BRIEF |
Render the items from their first line up to and including the line with "positive clicks: (469, 1018)" as a Markdown table with the columns Entry and Content, numbering each line and leaving out any blank lines.

DATA IN THIS EXERCISE |
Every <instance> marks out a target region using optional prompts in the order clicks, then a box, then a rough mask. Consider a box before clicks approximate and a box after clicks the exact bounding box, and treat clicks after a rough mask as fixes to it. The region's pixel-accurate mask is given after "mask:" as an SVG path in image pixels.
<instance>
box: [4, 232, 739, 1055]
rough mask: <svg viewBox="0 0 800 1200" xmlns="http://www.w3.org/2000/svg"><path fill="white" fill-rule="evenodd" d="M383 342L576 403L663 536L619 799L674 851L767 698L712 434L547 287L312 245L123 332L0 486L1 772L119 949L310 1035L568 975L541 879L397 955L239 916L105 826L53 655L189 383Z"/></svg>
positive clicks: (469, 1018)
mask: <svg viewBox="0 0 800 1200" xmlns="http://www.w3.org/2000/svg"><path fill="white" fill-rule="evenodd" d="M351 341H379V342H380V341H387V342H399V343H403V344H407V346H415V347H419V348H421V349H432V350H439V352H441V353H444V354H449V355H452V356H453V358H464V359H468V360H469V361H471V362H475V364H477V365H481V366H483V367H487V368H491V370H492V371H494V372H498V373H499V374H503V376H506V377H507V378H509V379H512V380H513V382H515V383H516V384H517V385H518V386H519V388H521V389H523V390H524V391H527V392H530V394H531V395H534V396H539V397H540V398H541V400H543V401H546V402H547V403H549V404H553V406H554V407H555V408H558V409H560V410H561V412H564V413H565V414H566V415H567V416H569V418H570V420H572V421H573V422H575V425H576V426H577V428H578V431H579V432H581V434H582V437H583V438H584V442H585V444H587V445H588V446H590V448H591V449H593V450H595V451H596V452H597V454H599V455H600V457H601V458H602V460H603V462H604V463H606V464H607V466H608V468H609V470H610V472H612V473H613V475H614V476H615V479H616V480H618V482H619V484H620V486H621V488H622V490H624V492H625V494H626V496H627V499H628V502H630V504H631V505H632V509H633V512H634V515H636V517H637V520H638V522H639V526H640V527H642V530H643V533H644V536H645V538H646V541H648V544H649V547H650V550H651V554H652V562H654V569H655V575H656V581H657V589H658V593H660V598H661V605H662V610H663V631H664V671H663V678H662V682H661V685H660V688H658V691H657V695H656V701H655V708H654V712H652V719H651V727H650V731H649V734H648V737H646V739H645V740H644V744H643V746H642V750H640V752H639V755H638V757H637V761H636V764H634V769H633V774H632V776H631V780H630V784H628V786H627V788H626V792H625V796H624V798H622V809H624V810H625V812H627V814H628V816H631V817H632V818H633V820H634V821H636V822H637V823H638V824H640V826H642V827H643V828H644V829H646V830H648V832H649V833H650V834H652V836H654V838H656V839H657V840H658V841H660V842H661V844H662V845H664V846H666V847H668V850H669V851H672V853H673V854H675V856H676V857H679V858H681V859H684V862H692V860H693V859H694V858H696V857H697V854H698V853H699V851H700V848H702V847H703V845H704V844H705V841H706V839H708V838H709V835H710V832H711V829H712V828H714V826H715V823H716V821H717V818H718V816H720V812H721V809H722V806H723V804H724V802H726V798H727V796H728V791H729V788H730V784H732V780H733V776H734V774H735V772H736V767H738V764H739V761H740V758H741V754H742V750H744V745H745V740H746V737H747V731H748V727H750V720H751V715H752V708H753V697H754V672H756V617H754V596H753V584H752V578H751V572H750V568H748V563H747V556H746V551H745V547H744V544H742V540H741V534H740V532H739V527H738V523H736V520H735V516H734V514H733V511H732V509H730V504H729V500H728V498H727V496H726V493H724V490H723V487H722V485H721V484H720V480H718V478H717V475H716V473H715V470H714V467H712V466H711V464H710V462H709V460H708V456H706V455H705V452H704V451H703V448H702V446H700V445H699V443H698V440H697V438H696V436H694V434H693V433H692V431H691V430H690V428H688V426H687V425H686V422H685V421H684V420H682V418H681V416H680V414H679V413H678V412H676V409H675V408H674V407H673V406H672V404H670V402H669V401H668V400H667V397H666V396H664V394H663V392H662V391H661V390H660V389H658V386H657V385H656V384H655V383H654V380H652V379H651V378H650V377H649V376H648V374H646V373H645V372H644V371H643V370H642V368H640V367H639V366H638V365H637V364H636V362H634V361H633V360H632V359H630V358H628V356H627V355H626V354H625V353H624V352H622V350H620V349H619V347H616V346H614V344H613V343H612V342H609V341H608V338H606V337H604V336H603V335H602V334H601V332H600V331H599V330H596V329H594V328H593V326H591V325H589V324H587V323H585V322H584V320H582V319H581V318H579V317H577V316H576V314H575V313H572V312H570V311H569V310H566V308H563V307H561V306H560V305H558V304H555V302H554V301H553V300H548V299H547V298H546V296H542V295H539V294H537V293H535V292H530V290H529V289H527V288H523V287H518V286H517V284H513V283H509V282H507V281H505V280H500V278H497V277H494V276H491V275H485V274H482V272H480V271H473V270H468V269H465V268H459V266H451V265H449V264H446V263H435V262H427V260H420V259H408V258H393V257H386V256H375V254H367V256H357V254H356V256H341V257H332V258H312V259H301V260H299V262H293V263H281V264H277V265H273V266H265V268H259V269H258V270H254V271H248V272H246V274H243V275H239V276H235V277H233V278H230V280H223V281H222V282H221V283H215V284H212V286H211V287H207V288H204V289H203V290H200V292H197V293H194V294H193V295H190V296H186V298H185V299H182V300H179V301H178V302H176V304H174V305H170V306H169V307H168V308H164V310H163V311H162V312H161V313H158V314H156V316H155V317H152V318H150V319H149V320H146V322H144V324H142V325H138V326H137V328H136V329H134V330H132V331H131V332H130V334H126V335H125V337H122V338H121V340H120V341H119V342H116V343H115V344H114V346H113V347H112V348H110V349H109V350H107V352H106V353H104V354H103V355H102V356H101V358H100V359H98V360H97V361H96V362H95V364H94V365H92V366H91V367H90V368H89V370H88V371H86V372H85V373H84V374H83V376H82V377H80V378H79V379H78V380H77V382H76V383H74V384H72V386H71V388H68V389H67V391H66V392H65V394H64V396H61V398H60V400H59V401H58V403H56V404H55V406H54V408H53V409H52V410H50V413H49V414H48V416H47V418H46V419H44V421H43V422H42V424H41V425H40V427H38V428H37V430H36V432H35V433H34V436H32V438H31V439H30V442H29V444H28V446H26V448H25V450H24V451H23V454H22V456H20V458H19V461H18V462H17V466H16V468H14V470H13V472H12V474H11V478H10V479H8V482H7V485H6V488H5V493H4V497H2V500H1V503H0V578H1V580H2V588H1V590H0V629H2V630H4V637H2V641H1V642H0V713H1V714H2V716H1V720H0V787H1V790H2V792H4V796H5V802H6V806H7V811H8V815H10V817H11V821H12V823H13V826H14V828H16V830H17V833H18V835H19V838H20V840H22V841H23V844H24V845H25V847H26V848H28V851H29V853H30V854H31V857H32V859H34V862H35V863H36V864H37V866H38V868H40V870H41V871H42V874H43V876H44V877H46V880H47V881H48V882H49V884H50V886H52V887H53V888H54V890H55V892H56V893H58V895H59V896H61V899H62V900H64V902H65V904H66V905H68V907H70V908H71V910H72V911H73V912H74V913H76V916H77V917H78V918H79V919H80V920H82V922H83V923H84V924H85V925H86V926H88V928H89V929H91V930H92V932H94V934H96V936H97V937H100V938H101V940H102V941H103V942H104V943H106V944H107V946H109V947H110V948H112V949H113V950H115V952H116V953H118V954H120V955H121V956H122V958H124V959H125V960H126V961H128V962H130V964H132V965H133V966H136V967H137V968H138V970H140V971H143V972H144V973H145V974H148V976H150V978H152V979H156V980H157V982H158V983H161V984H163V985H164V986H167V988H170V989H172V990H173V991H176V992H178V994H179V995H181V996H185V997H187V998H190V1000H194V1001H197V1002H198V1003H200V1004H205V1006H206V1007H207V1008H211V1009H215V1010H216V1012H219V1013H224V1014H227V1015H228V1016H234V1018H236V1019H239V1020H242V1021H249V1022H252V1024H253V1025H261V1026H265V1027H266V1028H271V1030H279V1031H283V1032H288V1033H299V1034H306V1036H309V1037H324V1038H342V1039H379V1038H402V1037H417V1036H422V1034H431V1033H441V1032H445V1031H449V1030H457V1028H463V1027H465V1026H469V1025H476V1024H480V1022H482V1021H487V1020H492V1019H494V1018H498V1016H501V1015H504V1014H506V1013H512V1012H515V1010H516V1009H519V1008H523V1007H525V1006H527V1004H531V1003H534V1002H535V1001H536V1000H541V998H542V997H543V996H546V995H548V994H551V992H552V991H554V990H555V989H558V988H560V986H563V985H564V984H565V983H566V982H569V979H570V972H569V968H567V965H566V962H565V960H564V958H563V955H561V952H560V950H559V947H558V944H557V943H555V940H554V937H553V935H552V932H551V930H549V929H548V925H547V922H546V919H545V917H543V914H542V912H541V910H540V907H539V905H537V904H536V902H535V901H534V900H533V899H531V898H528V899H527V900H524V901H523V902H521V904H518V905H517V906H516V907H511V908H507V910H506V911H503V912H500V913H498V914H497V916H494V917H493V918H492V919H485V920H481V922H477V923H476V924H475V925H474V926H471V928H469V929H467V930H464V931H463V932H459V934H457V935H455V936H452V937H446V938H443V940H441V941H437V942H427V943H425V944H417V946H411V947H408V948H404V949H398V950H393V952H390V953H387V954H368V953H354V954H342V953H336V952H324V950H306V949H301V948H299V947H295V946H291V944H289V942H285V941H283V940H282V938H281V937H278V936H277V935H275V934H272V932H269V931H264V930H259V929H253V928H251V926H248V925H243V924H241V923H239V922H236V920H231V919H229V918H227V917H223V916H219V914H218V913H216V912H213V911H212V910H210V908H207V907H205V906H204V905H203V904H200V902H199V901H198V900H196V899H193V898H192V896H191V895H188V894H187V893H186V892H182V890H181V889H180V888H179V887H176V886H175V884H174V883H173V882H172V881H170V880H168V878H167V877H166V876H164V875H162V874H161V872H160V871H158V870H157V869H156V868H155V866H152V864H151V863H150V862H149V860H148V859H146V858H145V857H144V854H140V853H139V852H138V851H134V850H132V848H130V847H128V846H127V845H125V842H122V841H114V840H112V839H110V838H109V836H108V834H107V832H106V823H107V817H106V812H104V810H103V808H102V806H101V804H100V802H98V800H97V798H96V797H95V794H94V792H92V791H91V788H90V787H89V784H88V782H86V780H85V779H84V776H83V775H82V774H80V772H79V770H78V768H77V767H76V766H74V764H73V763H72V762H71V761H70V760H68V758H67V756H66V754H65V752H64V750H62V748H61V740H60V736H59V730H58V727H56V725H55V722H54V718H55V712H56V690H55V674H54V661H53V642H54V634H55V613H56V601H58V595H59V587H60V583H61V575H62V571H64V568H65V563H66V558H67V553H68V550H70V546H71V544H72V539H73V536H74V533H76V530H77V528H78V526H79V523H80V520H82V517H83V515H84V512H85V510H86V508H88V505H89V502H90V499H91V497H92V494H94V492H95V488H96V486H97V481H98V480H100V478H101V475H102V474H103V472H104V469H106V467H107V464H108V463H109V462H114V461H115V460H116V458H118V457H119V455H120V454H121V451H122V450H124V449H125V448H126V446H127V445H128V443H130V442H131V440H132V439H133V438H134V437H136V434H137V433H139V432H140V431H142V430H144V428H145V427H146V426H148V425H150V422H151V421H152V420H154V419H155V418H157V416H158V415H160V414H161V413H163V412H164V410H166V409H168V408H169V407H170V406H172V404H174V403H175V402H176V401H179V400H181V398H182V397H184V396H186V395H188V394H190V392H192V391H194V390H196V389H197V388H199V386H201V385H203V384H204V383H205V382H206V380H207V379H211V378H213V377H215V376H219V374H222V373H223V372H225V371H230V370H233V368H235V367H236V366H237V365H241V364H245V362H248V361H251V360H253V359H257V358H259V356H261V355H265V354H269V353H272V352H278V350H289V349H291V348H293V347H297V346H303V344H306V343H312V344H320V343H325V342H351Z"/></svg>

EXERCISE OUTPUT |
| Entry | Content |
|---|---|
| 1 | Every <instance> marks out a target region using optional prompts in the order clicks, then a box, then a rough mask. Consider a box before clicks approximate and a box after clicks the exact bounding box, and treat clicks after a rough mask as fixes to it. The region's pixel-accurate mask is given after "mask:" as an SVG path in image pixels. |
| 2 | <instance> |
| 3 | box: [4, 232, 739, 1055] |
| 4 | rough mask: <svg viewBox="0 0 800 1200" xmlns="http://www.w3.org/2000/svg"><path fill="white" fill-rule="evenodd" d="M383 342L576 403L663 536L619 799L674 851L767 698L712 434L547 287L312 245L123 332L0 486L1 772L119 949L310 1035L568 975L541 879L397 955L239 916L105 826L53 655L189 383Z"/></svg> |
| 5 | positive clicks: (469, 1018) |